> _任务要求_:
返回下方列表中含有字符串“palm”的每一行，行内文字保持不变。

========================================

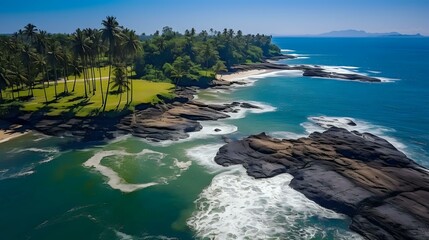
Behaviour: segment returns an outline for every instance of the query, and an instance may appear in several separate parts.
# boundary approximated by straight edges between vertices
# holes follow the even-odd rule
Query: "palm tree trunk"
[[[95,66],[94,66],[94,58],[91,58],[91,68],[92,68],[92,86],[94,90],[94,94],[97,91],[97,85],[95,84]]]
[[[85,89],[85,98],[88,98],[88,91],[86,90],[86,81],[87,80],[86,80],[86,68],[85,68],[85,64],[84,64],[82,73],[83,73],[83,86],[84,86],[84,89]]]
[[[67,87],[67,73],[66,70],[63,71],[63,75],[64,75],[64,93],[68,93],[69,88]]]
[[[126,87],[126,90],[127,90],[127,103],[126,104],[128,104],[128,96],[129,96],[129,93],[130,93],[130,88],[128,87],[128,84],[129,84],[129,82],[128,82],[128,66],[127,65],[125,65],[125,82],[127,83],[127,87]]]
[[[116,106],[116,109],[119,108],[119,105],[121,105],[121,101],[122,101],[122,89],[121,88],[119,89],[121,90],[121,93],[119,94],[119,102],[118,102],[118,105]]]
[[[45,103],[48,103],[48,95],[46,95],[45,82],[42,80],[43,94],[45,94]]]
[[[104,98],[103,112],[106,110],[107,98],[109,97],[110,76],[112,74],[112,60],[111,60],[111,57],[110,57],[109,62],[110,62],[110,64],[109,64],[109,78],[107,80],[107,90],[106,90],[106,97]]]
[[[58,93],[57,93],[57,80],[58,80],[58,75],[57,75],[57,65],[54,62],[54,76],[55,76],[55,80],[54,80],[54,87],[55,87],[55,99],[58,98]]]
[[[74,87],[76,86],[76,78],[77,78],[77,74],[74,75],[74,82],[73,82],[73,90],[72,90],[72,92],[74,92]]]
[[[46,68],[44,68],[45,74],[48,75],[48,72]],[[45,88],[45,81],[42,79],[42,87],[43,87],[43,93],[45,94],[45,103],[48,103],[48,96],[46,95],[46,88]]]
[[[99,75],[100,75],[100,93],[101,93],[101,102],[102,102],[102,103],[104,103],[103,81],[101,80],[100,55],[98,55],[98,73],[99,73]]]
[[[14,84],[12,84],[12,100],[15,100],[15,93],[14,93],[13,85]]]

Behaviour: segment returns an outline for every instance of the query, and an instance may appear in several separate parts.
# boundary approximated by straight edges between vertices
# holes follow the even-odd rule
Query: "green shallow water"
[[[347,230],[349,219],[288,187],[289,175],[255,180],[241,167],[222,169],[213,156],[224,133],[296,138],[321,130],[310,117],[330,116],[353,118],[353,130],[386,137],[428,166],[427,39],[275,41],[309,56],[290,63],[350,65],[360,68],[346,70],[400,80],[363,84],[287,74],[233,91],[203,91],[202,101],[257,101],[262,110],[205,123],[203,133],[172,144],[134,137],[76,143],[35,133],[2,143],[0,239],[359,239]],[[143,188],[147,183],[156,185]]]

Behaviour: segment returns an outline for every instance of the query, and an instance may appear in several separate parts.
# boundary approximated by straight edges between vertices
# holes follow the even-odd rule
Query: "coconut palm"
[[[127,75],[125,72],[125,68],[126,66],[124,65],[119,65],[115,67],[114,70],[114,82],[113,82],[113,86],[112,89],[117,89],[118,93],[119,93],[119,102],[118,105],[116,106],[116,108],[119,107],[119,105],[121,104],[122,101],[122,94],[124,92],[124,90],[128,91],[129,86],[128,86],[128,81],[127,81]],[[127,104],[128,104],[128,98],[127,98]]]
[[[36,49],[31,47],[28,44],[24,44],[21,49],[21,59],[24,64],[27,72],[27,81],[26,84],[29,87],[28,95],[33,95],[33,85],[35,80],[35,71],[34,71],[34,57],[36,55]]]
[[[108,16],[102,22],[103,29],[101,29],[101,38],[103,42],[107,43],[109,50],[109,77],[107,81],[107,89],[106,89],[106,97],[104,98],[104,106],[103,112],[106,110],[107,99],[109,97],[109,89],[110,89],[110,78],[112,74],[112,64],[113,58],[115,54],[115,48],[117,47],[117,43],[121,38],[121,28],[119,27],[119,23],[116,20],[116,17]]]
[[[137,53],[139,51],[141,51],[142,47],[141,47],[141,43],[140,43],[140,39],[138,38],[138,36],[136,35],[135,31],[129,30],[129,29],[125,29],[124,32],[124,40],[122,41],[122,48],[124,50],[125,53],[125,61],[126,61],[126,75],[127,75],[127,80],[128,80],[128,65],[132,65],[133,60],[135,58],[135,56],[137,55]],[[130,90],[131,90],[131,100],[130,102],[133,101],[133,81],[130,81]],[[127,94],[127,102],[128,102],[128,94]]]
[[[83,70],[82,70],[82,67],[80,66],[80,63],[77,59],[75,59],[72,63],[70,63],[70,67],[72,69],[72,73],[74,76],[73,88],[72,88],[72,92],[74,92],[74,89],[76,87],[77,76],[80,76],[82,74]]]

========================================

> _任务输出_:
Query: "palm tree trunk"
Query: "coconut palm"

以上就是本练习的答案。